■ Work instruction ■
Return the entire listing, word for word.

---- Data provided

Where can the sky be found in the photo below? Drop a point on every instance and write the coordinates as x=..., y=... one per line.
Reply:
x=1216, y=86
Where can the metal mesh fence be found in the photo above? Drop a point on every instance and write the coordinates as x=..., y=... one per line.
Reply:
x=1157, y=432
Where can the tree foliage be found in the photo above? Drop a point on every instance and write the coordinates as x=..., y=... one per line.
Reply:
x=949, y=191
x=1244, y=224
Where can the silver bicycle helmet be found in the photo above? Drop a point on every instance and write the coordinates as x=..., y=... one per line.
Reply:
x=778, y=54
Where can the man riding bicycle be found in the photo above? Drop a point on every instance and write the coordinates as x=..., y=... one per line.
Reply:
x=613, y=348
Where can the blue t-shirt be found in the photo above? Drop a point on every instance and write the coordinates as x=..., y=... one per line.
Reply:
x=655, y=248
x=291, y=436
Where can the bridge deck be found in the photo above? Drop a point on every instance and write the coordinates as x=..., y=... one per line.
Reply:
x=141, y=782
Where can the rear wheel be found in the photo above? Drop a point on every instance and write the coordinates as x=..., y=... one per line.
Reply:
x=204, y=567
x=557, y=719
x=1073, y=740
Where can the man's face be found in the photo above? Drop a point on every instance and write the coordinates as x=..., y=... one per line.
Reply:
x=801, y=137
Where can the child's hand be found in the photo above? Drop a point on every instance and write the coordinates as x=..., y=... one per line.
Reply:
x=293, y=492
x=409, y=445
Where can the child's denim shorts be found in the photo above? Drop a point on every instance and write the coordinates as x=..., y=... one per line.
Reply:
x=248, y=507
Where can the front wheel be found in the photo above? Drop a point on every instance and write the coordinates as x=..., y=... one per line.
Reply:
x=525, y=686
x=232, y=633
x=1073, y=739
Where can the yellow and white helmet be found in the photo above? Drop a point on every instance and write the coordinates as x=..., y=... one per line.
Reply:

--------

■ Output below ■
Where can the sky be found in the photo below? Drop a point on every instance and write the coordinates as x=..., y=... one per line.
Reply:
x=1216, y=86
Where can the metal mesh fence be found in the photo above? Drop a point on every instance and write the coordinates as x=..., y=... one per line.
Reply:
x=1157, y=432
Where can the tree foliage be found in the photo above? Drop a point on every instance and write the coordinates as x=..., y=... one per line.
Reply:
x=949, y=191
x=1244, y=224
Where can the silver bicycle helmet be found in the photo above? Drop a point on every instance and write the coordinates as x=..., y=... one per line.
Reply:
x=778, y=54
Where can the man riding bicycle be found in the photo above? Drop a point on every instance and write the coordinates as x=..., y=... one per line.
Reply:
x=613, y=348
Where can the blue t-shirt be found in the photo above? Drop a point on every instance and write the coordinates as x=..., y=... one per line.
Reply:
x=655, y=248
x=291, y=436
Where can the bridge deck be found in the photo above? Drop a point on every instance and write the coordinates as x=..., y=... one per line.
Reply:
x=141, y=782
Where can the rear wheel be found in the photo above? Drop a point on every instance and write the coordinates as x=..., y=... one per line.
Reply:
x=204, y=567
x=557, y=719
x=1073, y=740
Where can the man's face be found in the photo above? Drop a point on every instance and write the coordinates as x=..., y=... one per line.
Reply:
x=801, y=137
Where can the child's hand be found in the photo above? Drop a point on every instance and write the coordinates as x=..., y=... one per line.
Reply:
x=293, y=492
x=409, y=445
Where can the child's denim shorts be found in the photo above? Drop a point on every instance and write the coordinates as x=..., y=... one per line.
Reply:
x=248, y=507
Where can the front wheel be found in the photo above? Drop a point on every instance and write the coordinates as x=..., y=... one per line.
Reply:
x=525, y=686
x=232, y=633
x=1073, y=739
Where can the yellow and white helmet be found in the photo above? Drop a point on every instance and write the coordinates as x=..., y=... one per line.
Reply:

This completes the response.